%%
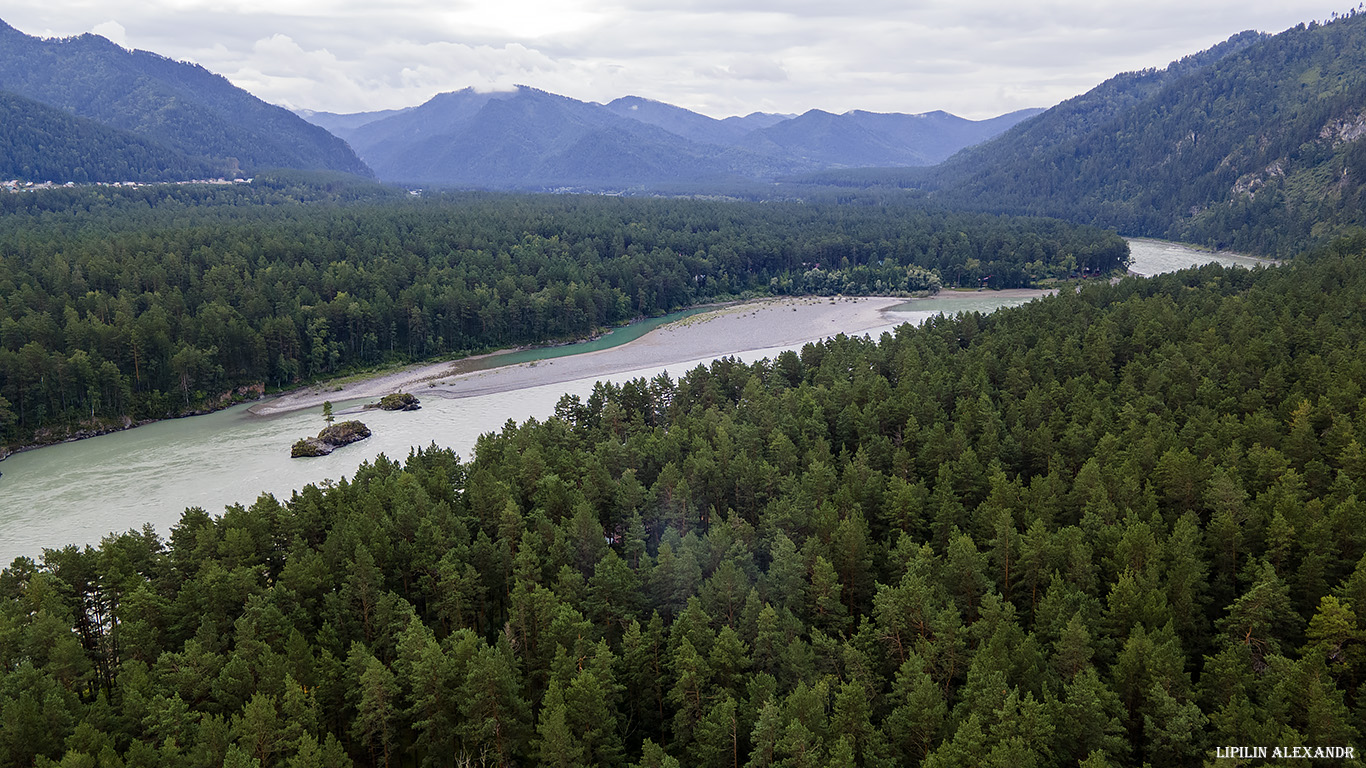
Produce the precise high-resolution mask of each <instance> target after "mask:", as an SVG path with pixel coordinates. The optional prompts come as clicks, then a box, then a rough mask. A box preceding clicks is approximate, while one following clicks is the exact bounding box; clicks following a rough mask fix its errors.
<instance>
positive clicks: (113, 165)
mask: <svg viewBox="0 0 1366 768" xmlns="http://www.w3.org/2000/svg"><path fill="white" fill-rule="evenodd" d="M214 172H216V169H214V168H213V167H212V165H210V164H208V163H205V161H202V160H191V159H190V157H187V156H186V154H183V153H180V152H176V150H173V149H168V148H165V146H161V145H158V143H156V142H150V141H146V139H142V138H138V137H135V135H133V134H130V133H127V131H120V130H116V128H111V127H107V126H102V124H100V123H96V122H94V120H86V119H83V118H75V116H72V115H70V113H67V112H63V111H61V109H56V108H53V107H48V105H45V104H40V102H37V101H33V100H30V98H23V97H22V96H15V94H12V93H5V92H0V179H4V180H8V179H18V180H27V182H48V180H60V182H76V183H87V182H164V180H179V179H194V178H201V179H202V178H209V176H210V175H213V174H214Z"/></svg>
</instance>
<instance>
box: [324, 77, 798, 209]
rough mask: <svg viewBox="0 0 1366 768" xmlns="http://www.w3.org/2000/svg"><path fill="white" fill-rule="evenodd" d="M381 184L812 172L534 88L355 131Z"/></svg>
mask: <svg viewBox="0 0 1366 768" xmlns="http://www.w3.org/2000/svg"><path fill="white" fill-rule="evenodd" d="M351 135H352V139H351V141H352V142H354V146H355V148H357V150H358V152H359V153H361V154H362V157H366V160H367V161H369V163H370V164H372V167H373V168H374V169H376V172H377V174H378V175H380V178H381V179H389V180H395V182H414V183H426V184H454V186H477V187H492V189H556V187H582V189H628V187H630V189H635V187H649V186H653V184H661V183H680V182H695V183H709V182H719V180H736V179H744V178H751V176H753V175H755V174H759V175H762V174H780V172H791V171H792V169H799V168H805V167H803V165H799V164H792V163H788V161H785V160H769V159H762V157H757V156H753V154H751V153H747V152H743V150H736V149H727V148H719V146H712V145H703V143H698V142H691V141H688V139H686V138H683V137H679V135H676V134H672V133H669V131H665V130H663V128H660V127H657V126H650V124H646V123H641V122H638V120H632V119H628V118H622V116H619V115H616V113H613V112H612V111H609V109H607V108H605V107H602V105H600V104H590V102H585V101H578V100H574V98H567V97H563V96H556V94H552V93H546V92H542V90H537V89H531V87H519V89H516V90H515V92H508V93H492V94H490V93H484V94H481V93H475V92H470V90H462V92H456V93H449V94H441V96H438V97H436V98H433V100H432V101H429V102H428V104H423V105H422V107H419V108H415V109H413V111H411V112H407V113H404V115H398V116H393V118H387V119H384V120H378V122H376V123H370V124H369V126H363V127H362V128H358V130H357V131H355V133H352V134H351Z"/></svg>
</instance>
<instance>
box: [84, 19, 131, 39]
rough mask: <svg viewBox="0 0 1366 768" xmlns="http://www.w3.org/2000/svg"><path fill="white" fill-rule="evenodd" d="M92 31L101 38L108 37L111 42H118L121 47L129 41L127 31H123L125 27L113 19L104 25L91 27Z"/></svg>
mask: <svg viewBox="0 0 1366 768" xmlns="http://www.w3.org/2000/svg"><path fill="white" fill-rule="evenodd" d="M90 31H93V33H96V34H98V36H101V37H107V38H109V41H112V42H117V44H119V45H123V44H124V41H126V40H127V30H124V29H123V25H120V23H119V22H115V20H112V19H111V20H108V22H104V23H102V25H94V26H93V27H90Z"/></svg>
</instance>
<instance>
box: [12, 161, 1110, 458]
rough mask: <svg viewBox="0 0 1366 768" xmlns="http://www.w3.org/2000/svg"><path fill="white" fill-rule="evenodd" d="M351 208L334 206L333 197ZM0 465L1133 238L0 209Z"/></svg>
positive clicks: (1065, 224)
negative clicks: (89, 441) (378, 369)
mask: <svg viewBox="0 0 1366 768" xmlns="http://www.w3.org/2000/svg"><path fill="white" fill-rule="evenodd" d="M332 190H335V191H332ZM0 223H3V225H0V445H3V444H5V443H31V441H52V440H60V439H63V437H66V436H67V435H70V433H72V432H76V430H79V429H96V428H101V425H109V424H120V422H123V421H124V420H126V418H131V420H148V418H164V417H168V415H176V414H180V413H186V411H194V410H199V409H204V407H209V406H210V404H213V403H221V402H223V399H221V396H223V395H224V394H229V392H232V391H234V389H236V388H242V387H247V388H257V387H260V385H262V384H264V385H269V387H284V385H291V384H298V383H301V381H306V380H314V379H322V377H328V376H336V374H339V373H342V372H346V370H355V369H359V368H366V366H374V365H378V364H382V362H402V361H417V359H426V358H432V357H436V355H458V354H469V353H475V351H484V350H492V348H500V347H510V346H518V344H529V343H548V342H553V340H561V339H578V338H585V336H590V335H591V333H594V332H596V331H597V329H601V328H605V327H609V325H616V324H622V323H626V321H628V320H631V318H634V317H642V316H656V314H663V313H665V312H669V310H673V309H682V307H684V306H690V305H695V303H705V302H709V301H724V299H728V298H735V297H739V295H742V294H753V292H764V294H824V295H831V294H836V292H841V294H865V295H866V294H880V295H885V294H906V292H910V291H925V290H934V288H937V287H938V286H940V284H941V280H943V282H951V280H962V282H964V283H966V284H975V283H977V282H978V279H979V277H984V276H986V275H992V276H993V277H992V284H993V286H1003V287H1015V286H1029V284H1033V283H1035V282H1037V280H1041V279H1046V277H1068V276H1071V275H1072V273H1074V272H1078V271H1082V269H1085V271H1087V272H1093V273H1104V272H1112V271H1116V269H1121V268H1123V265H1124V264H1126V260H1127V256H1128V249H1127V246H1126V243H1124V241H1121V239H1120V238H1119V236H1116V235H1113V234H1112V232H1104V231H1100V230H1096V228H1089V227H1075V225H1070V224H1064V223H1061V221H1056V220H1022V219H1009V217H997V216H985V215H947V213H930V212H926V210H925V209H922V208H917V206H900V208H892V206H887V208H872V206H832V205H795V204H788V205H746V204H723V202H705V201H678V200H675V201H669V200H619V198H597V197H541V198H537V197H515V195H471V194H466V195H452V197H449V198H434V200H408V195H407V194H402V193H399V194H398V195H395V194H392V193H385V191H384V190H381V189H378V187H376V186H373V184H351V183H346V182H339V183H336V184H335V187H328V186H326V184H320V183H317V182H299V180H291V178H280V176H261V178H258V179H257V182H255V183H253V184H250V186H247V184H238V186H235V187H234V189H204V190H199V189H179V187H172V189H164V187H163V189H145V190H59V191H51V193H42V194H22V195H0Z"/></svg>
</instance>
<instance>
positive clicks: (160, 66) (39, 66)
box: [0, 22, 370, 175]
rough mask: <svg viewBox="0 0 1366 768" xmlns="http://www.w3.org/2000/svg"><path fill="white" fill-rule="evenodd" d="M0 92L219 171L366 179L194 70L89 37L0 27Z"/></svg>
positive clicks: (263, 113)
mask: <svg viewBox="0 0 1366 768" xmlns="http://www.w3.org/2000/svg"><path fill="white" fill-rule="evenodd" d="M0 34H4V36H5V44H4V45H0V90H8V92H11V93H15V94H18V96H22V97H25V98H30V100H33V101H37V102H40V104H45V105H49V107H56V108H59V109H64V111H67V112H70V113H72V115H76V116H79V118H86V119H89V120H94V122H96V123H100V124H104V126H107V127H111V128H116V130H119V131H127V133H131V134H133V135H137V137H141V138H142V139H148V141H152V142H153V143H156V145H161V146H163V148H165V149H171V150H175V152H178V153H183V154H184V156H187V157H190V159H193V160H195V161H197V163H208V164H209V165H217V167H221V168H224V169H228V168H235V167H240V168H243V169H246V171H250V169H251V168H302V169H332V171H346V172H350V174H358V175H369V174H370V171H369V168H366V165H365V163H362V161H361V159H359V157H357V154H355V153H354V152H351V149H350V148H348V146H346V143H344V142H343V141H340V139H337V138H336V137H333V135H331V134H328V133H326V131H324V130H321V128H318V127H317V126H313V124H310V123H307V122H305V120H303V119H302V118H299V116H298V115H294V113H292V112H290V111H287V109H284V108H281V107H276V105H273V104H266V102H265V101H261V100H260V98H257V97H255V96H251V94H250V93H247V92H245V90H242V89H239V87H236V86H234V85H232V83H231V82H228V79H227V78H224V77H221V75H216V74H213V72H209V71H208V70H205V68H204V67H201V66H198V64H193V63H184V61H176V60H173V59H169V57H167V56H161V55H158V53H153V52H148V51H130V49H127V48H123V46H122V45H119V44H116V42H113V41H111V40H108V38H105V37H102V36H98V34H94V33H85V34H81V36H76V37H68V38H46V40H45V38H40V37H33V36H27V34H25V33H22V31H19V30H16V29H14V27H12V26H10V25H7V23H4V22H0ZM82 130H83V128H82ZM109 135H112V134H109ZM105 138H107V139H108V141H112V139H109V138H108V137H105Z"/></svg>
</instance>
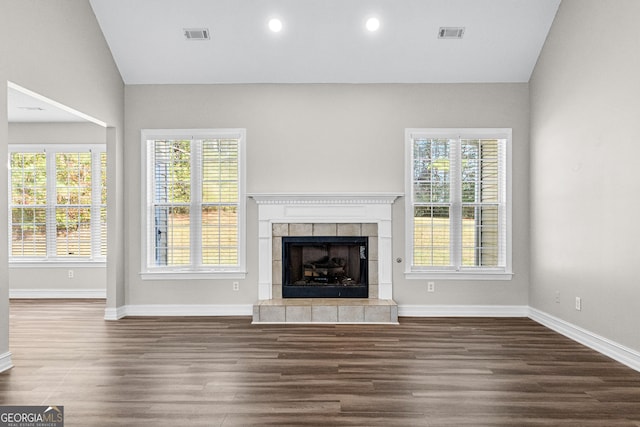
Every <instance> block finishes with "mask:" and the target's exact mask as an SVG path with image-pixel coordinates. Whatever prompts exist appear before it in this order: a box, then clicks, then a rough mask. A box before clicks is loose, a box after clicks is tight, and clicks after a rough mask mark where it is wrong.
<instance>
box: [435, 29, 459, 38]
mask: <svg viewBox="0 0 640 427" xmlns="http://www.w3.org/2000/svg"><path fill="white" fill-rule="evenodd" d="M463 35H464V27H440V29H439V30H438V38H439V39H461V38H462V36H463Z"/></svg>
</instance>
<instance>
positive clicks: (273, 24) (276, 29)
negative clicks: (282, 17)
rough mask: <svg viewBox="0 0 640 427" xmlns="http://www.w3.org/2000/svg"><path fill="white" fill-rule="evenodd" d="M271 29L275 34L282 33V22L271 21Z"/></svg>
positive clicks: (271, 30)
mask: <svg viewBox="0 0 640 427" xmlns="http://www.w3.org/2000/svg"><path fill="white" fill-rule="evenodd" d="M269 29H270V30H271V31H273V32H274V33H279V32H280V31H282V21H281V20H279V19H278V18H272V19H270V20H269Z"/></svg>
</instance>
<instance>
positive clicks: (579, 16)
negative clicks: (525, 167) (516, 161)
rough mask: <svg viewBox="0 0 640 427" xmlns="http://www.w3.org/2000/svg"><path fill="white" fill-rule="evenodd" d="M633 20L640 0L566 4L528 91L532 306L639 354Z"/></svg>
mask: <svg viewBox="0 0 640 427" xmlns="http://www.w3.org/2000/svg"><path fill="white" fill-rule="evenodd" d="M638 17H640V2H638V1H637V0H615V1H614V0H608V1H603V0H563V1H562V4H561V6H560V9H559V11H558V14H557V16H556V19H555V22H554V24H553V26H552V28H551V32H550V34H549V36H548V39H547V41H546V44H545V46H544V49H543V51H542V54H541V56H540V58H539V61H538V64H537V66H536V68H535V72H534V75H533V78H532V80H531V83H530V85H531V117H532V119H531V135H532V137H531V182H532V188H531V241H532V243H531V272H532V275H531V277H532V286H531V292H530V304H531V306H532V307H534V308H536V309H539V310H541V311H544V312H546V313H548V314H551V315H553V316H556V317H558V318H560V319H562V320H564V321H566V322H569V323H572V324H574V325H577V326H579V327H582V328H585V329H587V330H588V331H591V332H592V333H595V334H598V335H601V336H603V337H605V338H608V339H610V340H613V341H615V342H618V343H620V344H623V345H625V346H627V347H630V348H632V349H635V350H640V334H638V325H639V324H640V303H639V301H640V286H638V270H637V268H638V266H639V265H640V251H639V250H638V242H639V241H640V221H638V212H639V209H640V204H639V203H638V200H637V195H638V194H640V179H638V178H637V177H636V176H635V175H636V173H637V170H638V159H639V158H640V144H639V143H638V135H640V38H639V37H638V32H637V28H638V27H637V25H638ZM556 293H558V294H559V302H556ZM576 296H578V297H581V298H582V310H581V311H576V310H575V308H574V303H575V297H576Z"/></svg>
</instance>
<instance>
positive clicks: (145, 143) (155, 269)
%%
**Exercise:** Could you restate word for word the lines above, from the one that contains "Every <instance> block" through the one that contains "29L275 34L282 33V22L271", and no others?

**Response to the exercise:**
Every <instance> block finishes with "mask:" and the target's exact mask as an SVG path with image-pixel coordinates. Whatever prompts exist appear before it in this order: a box, then clicks, then a rough mask. A box before clicks is loose, a box after clicks is tight, and clicks after a rough mask mark where it is wrong.
<instance>
box: [435, 29, 459, 38]
mask: <svg viewBox="0 0 640 427" xmlns="http://www.w3.org/2000/svg"><path fill="white" fill-rule="evenodd" d="M463 35H464V27H440V29H439V30H438V38H439V39H461V38H462V36H463Z"/></svg>
</instance>
<instance>
positive clicks: (273, 24) (276, 29)
negative clicks: (282, 17)
rough mask: <svg viewBox="0 0 640 427" xmlns="http://www.w3.org/2000/svg"><path fill="white" fill-rule="evenodd" d="M271 29L275 34L282 33V22L271 21Z"/></svg>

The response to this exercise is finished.